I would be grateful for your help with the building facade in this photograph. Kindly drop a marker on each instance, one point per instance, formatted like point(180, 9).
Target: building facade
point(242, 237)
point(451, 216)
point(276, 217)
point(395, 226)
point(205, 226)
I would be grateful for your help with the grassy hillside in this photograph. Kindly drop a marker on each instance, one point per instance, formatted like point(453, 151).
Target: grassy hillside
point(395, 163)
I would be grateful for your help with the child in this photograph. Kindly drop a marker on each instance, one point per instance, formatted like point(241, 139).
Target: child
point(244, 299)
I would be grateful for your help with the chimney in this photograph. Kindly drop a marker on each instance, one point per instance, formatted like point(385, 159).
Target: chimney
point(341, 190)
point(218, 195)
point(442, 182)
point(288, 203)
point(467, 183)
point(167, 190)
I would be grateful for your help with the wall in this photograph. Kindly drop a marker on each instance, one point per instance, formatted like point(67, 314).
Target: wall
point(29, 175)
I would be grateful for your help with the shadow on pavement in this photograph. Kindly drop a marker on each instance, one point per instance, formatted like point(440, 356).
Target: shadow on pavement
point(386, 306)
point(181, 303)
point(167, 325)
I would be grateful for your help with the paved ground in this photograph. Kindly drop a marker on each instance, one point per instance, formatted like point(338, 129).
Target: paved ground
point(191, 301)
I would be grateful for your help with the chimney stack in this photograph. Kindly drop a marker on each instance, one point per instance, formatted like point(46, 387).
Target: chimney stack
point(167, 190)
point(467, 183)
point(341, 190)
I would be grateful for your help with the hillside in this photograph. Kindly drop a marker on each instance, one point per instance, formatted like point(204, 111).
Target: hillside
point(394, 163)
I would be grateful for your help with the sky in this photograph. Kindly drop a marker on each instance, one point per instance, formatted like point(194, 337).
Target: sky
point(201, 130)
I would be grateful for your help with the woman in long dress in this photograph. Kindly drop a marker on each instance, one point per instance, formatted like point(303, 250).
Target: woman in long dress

----

◆ PROBLEM REQUIREMENTS ◆
Please copy the entries again, beginning at the line that has "I would be grateful for your help with the hillside" and stopping after the line that has "point(394, 163)". Offset both coordinates of each answer point by -47, and leave all other text and numbers unchanged.

◆ SOLUTION BELOW ◆
I would be grateful for your help with the hillside in this photograph. Kindly drop a marker on each instance, one point per instance, formatted like point(204, 111).
Target: hillside
point(347, 116)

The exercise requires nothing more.